• **Your instructions**: Express each line of the material below as a string in a JSON list, leaving out any blank lines.

• **Location labeling records**:

↓

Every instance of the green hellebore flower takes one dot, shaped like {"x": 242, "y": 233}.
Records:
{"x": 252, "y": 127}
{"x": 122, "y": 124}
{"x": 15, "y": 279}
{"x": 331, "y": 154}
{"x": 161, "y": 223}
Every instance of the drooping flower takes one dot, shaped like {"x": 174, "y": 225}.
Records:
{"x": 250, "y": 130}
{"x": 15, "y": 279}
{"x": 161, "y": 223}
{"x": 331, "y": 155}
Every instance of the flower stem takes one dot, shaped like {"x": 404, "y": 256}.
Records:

↑

• **Task response**:
[
  "Every instance of the green hellebore flower takes one dot, shaped like {\"x\": 242, \"y\": 233}.",
  "Records:",
  "{\"x\": 252, \"y\": 127}",
  "{\"x\": 122, \"y\": 124}",
  "{\"x\": 15, \"y\": 279}",
  "{\"x\": 331, \"y\": 154}",
  "{\"x\": 161, \"y\": 223}",
  "Every instance of the drooping flower takes one dot, shaped like {\"x\": 174, \"y\": 225}.",
  "Records:",
  "{\"x\": 250, \"y\": 130}",
  "{\"x\": 15, \"y\": 279}",
  "{\"x\": 161, \"y\": 223}",
  "{\"x\": 331, \"y\": 155}",
  "Every instance of the flower stem takes one dot, shaped like {\"x\": 404, \"y\": 256}.",
  "Records:"
]